Could you return the listing below exactly, with every line intact?

☆ ☆ ☆ ☆ ☆ ☆ ☆

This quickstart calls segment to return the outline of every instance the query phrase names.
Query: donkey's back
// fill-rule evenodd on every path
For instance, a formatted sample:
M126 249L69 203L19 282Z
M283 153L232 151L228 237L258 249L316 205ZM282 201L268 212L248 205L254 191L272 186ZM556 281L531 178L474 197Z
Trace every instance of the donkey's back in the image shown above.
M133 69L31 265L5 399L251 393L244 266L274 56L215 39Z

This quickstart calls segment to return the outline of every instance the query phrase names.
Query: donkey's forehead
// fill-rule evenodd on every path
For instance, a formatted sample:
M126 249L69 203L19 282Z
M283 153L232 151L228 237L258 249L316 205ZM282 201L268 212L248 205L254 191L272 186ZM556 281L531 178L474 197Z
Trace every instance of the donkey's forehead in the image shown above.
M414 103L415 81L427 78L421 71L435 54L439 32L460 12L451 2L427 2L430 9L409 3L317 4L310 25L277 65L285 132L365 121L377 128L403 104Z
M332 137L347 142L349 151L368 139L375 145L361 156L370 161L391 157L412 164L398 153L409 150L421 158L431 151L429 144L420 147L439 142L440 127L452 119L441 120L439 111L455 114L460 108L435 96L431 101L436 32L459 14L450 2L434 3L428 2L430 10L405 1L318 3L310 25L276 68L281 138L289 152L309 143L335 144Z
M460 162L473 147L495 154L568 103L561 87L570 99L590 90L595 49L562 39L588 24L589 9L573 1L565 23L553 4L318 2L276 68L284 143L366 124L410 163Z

☆ ☆ ☆ ☆ ☆ ☆ ☆

§ **TASK RESULT**
This quickstart calls segment to return the outline of every instance the query phrase names.
Query: donkey's back
// fill-rule evenodd on every path
For instance, a formatted sample:
M126 249L69 203L19 282Z
M283 153L232 151L228 237L258 249L316 205ZM282 201L268 212L248 205L254 191L272 186ZM556 281L531 178L474 197Z
Trace every instance of the donkey's back in the image shown above.
M133 69L31 265L5 399L251 393L244 266L274 56L215 39Z

This quickstart calls segment to return the outline of every instance the query phrase names.
Query: donkey's forehead
// fill-rule evenodd on every path
For instance, a formatted sample:
M126 249L69 203L19 282Z
M283 153L232 151L228 237L258 249L316 205ZM282 201L268 212L248 205L254 191L272 186ZM556 281L531 178L474 197Z
Trace every instance of the donkey's forehead in the image shown above.
M414 103L415 81L427 78L421 71L435 54L439 32L460 12L451 2L427 2L430 9L409 3L317 4L310 25L277 65L285 132L365 121L377 128L403 104Z
M332 137L347 142L349 151L368 139L375 145L361 156L370 161L391 157L412 164L398 153L409 150L421 158L431 151L429 144L420 147L439 142L440 127L452 119L441 120L439 111L455 114L460 108L435 96L431 101L436 32L459 14L450 2L434 3L428 2L430 10L405 1L318 3L310 25L276 68L281 138L289 152L309 143L335 144Z
M460 162L473 147L495 154L568 103L561 87L570 99L590 90L595 49L562 39L588 24L589 9L573 1L565 23L553 4L318 2L276 68L284 143L366 124L410 163Z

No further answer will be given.